3.2 Curriculum structure reveals taxonomic (hierarchical) relationships, whether or not order of items is significant.

4. Curriculum guides instruction.
4.1 Instruction is the interaction between a teaching agent and one or more individuals intending to learn.
4.2 Instruction engages intended learners in activities with cultural content.

4.21 The teaching agent influences the activities of those intending to learn.
4.22 The range of appropriate instructional activities is limited by the type of curriculum item.
4.23 Instructional content includes both curricular and instrumental content.
4.231 Curricular content is that cultural content explicitly intended to be learned.
4.232 Instrumental content is optional cultural content introduced into the instructional situation, not to be learned but to facilitate the intended learning.
4.24 Instructional planning consists of the selection and ordering of instructional activities and instrumental content on the basis of curriculum.
4.25 A learning experience is the subjective concomitant of activities with instructional content on the part of an individual engaging in them.
4.3 Instruction is episodic.
4.31 An instructional episode consists of a series of teaching cycles relevant to one or more curriculum items.
4.311 A teaching cycle involves perception, diagnosis, and action or reaction by a teaching agent and intended learners.
4.312 Teaching cycles are initiated by structuring or soliciting moves.

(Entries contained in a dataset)

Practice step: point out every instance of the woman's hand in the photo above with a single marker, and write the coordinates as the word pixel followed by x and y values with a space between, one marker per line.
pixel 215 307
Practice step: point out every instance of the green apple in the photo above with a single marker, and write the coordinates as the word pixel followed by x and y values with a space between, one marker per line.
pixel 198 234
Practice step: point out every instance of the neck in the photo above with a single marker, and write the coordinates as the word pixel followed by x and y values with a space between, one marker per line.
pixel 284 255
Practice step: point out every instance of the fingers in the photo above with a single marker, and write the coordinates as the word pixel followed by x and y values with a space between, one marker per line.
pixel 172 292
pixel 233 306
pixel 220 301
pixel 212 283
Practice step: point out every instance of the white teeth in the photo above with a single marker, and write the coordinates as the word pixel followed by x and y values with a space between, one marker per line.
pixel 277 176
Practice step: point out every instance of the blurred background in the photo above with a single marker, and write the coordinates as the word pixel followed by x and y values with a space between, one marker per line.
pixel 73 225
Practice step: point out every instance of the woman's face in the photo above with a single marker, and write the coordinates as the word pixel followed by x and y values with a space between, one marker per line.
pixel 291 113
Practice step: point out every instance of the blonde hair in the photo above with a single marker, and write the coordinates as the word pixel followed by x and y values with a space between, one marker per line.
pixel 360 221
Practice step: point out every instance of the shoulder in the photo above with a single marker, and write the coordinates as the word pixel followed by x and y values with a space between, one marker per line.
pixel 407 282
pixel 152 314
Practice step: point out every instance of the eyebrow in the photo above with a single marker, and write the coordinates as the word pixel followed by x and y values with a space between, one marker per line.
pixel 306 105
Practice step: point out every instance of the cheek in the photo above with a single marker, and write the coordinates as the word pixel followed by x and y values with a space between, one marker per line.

CHECK YOUR UNDERSTANDING:
(1) In the passage on curriculum and instruction, what does a teaching cycle involve?
(2) Continue the passage on curriculum and instruction from the point where it ends.

RESPONSES TO THE EXERCISE:
(1) Perception, diagnosis, and action or reaction by a teaching agent and intended learners.

(2)
4.313 Teaching cycles include reflexive response or reaction movers.
4.314 Actions and reactions in teaching cycles are linguistic, performative, or expressive.
4.32 Several instructional episodes may relate to the same curriculum item, just as a given instructional episode may relate to a number of curriculum items.

5. Curriculum evaluation involves validation of both selection and structure.
5.1 Empirical evidence based on instruction can identify structural errors and omissions in selection.
5.2 Judgmental and consensual methods are required to validate priorities and identify superfluities in selection.

6. Curriculum is the criterion for instructional evaluation.
6.1 The effectiveness of instruction is represented by the extent to which actual outcomes correspond with intended outcomes.
6.2 Comparisons among instructional plans and among instructors using the same instructional plan can be made only in terms of a given curriculum.